» **Page extract**:
= = = = = = =

Click here for sample verses from the «Keter – Crown Bible«
Title: The Keter Crown Bible ✡ תנ’’ך הכתר חורב
תורה נביאים כתובים ✡ Torah Nevi´im Ketuvim /
Masoretic text based on the Aleppo Codex / and related manuscripts / According to the system of Rabbi Mordechai Breuer.
A new bilingual edition / With introductions and appendices. [English translation by Rav Ravi Shahar, editor in chief]
Date: Ⓒ 2004
Publisher: Jerusalem (Israel): Horev publishing house. ירושליםֿ, הוצאת חורב
Contents: Hebrew Bible or Tanakh. B/w maps (34 pp); order of Haftarot and Torah reading (16 pp); Preface by the Publisher (10 pp bilingual); Introduction by Raphael Jospe (29 pp bilingual).
Language: Hebrew and English
References: Taliaferro-EELBV 8900.

= = = = = = =

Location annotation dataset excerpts
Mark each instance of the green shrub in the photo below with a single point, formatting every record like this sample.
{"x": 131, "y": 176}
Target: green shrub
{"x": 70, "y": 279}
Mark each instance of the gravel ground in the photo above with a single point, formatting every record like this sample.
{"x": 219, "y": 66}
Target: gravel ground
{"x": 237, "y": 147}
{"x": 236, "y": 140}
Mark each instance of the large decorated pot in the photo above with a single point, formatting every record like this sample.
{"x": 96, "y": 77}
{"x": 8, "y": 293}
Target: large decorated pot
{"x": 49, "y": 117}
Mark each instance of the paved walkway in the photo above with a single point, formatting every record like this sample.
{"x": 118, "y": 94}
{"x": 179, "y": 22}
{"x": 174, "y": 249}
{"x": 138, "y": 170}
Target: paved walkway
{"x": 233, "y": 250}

= = = = = = =

» **What the task requires**: Revise the Keter Crown Bible listing, starting at "A new bilingual" and ending at "References: Taliaferro-EELBV 8900.", so that "bilingual" becomes "dual-language" everywhere in that span.

» **Reply**:
A new dual-language edition / With introductions and appendices. [English translation by Rav Ravi Shahar, editor in chief]
Date: Ⓒ 2004
Publisher: Jerusalem (Israel): Horev publishing house. ירושליםֿ, הוצאת חורב
Contents: Hebrew Bible or Tanakh. B/w maps (34 pp); order of Haftarot and Torah reading (16 pp); Preface by the Publisher (10 pp dual-language); Introduction by Raphael Jospe (29 pp dual-language).
Language: Hebrew and English
References: Taliaferro-EELBV 8900.